» **What you need to do**:
Copy the stretch of the records from the line that contains "Give the mask of every instance of the grassy" through the end of the records, reproducing those lines word for word.

» **Excerpted data**:

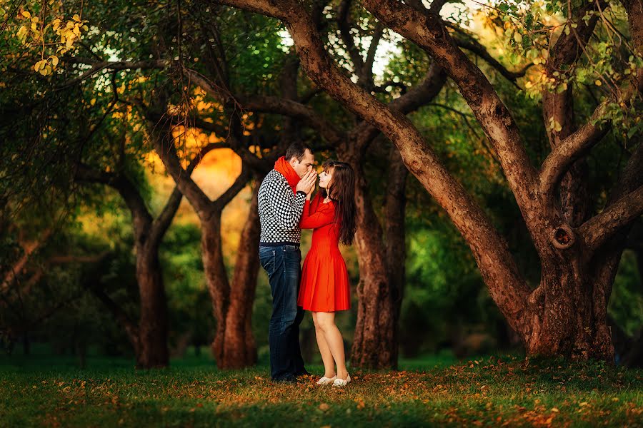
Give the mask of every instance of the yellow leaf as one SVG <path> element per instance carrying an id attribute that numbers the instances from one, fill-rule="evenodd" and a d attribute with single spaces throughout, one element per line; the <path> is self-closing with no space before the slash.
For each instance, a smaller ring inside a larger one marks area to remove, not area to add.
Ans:
<path id="1" fill-rule="evenodd" d="M 18 37 L 18 39 L 24 41 L 26 37 L 28 31 L 29 30 L 27 30 L 26 27 L 23 25 L 19 29 L 18 29 L 18 32 L 16 33 L 16 36 Z"/>

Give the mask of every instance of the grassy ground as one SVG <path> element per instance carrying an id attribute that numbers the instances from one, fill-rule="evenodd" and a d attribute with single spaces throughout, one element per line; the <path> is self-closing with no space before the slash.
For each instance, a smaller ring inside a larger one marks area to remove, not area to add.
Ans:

» **The answer**:
Give the mask of every instance of the grassy ground as one SVG <path> element per instance carrying an id attribute that numbers the instances from one, fill-rule="evenodd" and a d attribute with single spaces throughout, one element per line; the <path> is self-closing with no space before the slash.
For each instance, a smaller ring inside a larger one marks area to remove, not area to add.
Ans:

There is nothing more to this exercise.